Task to carry out> Count the lines in the entries below that contain the string "post", with case counting, and reply with only that number.

Region segmentation data>
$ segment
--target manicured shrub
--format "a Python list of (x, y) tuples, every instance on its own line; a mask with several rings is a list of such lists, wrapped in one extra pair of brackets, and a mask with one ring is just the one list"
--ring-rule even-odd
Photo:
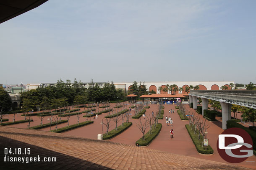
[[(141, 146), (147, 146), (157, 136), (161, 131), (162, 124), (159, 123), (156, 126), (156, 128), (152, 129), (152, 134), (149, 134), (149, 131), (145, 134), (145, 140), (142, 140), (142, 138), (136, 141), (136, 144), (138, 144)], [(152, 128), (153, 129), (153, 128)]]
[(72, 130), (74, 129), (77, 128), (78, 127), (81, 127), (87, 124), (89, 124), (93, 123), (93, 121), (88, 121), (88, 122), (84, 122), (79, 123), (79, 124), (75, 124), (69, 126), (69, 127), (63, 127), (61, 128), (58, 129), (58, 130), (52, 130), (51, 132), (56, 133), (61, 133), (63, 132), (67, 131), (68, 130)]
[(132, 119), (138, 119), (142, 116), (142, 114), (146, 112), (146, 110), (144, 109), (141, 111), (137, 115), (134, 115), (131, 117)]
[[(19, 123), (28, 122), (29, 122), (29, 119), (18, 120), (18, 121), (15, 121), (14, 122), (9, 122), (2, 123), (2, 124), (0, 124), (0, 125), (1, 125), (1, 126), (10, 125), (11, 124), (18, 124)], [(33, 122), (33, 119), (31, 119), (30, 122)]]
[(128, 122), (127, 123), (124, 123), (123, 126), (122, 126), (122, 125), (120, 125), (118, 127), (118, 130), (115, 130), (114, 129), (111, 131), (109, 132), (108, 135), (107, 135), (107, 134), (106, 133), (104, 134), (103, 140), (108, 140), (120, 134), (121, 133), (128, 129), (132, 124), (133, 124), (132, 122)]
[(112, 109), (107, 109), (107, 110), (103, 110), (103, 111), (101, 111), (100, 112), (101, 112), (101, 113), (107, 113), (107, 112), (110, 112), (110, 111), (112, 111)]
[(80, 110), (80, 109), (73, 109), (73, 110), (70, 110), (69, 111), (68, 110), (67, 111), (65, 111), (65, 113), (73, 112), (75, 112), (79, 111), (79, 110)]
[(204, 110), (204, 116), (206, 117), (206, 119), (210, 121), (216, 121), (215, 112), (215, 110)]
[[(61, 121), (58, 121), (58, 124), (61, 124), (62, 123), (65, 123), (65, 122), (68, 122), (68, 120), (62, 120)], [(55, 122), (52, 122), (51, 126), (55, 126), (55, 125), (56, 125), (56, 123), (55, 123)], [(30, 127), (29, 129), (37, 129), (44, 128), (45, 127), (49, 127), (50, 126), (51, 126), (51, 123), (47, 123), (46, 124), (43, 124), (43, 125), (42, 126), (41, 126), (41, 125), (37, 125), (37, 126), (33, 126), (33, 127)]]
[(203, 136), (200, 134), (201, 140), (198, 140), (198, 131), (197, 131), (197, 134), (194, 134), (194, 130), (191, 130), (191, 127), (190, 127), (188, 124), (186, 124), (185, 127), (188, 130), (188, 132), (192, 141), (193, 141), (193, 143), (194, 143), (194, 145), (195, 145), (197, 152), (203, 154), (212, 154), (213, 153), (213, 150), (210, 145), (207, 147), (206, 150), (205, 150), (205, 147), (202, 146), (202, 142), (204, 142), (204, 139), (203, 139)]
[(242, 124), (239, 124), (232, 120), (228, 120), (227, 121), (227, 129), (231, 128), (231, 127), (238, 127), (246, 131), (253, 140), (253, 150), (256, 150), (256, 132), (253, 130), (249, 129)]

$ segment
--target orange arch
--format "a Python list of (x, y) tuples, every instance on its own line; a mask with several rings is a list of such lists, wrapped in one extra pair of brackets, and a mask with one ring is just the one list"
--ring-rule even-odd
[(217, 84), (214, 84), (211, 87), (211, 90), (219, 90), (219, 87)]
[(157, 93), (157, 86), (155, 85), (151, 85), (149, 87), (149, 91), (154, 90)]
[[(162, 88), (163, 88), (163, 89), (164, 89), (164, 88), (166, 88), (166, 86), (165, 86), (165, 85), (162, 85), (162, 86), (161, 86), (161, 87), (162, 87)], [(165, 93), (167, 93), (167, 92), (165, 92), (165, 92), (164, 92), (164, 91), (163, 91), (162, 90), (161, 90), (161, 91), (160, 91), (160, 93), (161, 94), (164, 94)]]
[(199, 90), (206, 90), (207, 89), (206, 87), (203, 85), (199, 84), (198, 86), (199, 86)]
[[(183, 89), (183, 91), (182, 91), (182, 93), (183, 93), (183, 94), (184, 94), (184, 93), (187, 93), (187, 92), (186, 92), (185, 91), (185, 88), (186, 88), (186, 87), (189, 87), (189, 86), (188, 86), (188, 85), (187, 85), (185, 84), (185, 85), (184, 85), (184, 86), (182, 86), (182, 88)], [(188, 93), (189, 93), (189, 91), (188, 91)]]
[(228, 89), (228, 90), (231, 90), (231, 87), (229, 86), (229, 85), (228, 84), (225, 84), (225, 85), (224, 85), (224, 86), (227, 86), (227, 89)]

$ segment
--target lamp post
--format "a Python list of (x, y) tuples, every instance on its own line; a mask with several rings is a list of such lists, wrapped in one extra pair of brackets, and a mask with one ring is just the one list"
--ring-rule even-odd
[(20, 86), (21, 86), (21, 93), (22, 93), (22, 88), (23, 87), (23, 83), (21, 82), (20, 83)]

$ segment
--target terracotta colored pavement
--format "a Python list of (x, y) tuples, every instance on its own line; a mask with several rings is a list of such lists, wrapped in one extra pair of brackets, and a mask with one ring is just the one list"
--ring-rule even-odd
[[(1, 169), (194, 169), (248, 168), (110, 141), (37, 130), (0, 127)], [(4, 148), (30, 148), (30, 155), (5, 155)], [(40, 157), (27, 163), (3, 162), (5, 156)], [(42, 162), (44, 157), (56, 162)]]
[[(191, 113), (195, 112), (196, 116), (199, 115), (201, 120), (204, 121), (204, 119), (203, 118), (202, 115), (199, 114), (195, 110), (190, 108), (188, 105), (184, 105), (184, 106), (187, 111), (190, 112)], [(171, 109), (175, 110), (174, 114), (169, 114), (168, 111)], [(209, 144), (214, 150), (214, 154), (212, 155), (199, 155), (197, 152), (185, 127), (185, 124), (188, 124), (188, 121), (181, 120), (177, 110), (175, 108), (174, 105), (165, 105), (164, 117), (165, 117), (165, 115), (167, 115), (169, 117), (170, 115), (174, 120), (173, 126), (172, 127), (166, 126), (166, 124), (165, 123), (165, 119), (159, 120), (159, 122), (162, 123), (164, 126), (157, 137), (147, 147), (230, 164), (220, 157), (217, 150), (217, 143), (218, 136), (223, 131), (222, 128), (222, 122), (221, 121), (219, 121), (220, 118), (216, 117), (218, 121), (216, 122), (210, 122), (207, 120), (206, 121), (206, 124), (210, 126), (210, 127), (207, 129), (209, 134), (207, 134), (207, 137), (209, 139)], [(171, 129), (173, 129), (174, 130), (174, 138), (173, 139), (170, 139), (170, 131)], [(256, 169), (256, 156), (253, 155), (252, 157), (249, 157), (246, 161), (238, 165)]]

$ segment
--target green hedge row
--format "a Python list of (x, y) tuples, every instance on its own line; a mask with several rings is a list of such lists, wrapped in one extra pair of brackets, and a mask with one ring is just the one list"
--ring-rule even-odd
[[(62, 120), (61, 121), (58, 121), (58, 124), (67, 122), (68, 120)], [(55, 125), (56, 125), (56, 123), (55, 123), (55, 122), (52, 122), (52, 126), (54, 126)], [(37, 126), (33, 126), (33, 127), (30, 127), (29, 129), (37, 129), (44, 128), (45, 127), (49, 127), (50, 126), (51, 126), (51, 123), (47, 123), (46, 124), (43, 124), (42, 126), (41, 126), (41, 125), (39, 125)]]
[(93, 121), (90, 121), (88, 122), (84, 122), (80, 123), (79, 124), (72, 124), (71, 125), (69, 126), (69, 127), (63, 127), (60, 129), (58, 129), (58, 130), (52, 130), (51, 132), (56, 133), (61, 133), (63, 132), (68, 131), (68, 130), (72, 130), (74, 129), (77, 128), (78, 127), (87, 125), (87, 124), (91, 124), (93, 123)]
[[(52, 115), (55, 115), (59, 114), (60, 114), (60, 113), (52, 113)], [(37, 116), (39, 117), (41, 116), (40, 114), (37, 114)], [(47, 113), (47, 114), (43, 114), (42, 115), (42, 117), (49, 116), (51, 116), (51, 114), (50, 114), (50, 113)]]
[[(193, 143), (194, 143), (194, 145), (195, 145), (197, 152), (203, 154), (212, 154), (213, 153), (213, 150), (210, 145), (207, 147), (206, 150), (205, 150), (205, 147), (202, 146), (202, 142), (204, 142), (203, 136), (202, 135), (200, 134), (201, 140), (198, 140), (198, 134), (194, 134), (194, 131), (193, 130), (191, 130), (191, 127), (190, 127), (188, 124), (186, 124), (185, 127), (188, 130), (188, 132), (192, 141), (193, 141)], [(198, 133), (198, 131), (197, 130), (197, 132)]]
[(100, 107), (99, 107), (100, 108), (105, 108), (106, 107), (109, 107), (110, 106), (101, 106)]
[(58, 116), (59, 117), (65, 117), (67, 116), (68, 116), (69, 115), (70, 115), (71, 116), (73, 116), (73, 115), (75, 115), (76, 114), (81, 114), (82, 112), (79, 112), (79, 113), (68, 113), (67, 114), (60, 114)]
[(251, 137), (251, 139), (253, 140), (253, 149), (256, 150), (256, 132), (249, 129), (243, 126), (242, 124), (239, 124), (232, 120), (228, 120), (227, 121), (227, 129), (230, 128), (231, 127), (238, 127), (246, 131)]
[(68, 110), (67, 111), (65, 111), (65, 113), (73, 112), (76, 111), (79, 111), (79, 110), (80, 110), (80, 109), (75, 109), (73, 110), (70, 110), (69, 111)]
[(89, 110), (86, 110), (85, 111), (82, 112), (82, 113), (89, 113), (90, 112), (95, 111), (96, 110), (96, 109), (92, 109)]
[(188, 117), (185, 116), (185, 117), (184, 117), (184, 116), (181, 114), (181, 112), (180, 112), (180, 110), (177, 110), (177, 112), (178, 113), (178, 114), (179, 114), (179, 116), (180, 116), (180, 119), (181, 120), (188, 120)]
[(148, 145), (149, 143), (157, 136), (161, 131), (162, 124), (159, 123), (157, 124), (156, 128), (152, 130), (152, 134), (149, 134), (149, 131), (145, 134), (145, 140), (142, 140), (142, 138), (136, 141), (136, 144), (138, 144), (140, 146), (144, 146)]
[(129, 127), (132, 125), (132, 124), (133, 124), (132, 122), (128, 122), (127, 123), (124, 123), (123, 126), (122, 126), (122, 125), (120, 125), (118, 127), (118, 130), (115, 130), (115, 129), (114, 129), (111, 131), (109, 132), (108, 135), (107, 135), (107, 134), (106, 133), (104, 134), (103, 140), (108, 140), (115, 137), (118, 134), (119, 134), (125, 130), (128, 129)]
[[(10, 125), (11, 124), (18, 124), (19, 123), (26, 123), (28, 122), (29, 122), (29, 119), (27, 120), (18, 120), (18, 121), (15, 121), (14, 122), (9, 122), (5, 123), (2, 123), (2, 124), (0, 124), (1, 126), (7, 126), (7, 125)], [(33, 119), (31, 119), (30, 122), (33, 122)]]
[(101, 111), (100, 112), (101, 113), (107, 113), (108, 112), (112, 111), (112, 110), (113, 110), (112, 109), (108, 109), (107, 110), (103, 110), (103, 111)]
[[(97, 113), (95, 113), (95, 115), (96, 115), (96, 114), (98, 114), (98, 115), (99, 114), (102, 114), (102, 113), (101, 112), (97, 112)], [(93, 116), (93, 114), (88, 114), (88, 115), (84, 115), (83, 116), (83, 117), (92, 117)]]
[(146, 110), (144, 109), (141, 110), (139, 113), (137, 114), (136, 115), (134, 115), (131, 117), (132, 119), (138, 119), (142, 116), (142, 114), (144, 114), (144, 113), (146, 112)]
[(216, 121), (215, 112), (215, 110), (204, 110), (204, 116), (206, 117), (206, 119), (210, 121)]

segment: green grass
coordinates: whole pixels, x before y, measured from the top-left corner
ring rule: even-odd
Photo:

* * *

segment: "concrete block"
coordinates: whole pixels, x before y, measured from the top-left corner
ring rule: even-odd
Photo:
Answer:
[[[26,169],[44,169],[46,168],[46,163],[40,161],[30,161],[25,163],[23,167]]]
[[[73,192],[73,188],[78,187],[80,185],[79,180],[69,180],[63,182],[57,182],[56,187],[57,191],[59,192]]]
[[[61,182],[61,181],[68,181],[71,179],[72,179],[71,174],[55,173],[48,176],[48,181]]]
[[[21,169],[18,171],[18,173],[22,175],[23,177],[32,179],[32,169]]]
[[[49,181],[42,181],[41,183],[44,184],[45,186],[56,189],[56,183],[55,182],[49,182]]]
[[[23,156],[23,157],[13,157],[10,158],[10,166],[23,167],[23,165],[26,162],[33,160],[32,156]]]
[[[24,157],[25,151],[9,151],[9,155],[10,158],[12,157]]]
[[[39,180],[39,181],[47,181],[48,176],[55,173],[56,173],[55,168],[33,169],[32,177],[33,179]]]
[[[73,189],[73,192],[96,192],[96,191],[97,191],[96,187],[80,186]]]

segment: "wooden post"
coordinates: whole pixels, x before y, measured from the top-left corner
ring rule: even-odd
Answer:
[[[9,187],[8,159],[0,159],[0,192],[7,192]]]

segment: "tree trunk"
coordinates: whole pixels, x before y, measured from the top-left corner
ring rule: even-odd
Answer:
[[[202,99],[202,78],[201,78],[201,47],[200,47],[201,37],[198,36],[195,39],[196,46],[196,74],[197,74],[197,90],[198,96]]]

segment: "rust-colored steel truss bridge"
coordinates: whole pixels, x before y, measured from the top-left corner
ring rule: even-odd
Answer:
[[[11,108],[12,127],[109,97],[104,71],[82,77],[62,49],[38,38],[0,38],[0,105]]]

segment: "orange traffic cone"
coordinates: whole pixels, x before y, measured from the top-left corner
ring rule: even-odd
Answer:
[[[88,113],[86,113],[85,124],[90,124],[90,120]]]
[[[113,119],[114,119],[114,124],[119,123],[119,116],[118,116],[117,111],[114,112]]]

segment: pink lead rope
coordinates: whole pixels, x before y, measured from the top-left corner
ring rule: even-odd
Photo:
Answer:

Exercise result> 2